* **What you have to do**:
Render everything from the start of the records down through the line containing "point(664, 479)" as a Markdown table with columns Line No. and Entry, numbering each row and leaving out blank lines. Omit the pictures.

* **Data listing**:
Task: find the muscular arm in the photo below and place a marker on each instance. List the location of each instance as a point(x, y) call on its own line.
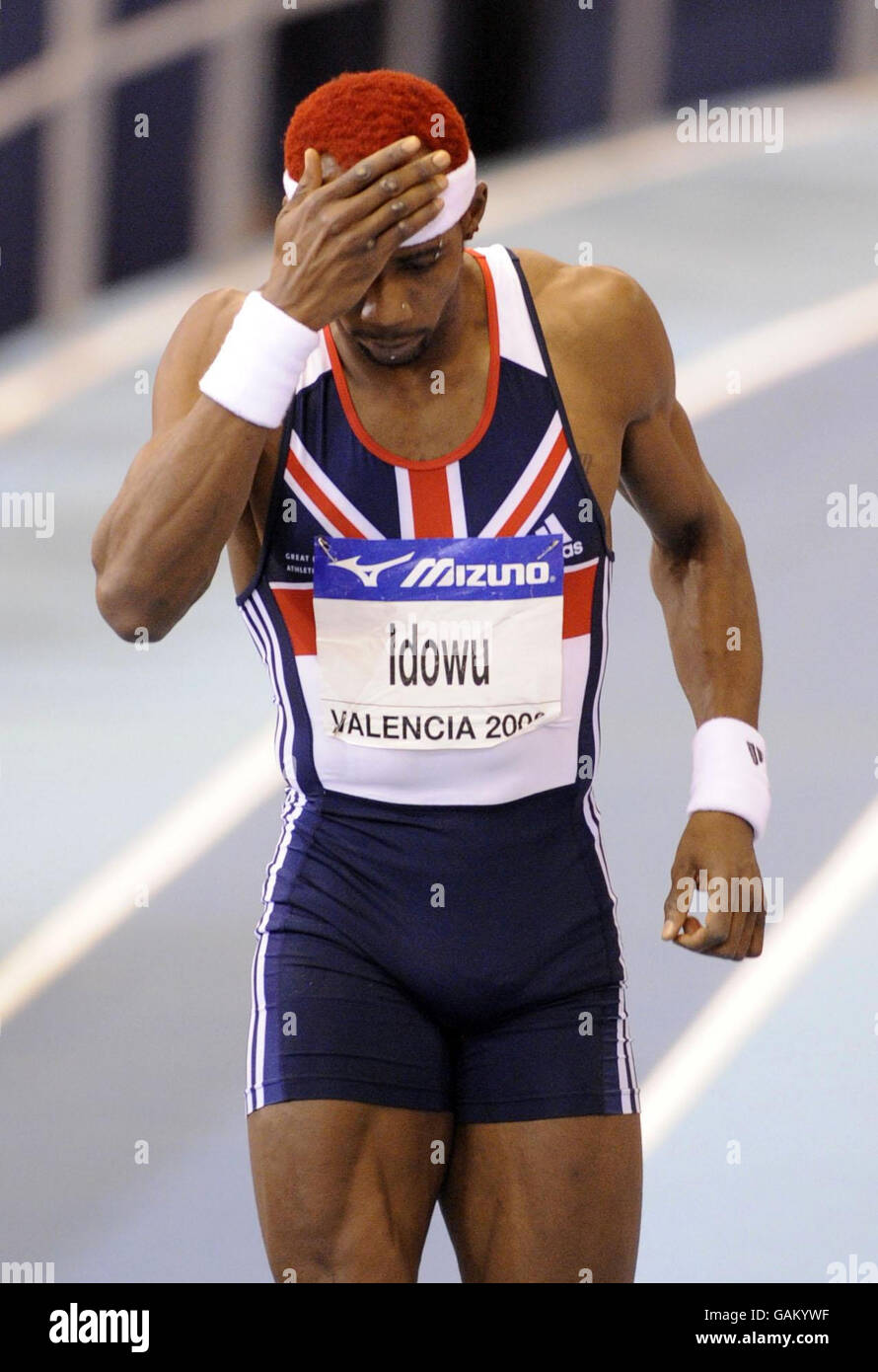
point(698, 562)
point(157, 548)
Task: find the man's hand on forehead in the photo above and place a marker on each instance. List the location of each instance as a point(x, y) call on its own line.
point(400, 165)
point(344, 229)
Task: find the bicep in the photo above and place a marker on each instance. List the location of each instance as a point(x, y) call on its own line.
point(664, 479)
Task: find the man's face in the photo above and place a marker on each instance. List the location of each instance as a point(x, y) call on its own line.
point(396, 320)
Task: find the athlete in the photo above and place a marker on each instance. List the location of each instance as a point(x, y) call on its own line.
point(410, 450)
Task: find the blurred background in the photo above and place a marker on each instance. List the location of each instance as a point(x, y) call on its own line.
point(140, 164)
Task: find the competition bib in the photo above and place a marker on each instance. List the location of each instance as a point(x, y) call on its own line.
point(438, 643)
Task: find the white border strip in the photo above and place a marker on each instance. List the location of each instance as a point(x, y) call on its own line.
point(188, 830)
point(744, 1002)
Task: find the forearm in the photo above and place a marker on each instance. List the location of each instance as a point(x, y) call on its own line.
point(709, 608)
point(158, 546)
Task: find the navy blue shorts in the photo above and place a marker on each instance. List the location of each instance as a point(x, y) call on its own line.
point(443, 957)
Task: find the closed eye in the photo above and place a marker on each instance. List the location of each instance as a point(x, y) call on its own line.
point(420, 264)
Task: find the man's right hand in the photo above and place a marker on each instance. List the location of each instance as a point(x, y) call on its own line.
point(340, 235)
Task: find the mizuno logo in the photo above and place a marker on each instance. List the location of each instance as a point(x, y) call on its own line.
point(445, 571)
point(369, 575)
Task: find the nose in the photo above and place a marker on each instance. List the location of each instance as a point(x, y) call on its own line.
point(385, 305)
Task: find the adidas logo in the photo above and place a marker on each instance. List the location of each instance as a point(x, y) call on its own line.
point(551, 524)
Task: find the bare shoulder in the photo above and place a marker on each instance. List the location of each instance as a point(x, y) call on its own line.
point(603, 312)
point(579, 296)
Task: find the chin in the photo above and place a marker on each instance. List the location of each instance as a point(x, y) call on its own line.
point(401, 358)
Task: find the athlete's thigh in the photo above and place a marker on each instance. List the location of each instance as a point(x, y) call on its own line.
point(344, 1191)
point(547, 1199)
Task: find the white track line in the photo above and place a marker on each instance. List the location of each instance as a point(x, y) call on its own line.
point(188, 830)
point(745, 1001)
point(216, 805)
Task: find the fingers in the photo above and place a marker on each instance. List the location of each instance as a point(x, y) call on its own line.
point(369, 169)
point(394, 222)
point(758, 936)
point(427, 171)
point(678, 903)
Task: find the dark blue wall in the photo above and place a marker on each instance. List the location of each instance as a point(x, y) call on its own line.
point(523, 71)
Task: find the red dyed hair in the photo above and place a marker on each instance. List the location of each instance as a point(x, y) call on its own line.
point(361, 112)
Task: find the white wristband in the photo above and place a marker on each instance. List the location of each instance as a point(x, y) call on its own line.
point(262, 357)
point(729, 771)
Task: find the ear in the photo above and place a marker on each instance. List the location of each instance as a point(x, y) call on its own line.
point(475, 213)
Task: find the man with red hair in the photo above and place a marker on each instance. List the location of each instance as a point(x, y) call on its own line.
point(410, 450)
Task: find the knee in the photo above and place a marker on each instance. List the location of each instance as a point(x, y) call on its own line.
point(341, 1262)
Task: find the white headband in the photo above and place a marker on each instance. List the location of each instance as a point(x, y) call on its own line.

* **Worked solution**:
| Line No. | Entry |
|---|---|
| 1 | Task: find the muscular arm in the photo below and place a marker on each instance. List the location of each instance as a point(x, y) call on its own line. |
| 2 | point(698, 562) |
| 3 | point(157, 548) |
| 4 | Task: find the man's hand on forehead in the photo above and place a marker on each instance. List the location of each instance as a point(x, y) call on its own line. |
| 5 | point(400, 165) |
| 6 | point(344, 229) |
| 7 | Task: find the bicep in the photo above and place a marker on each instance. List the location of each instance as a point(x, y) call on its own line. |
| 8 | point(664, 479) |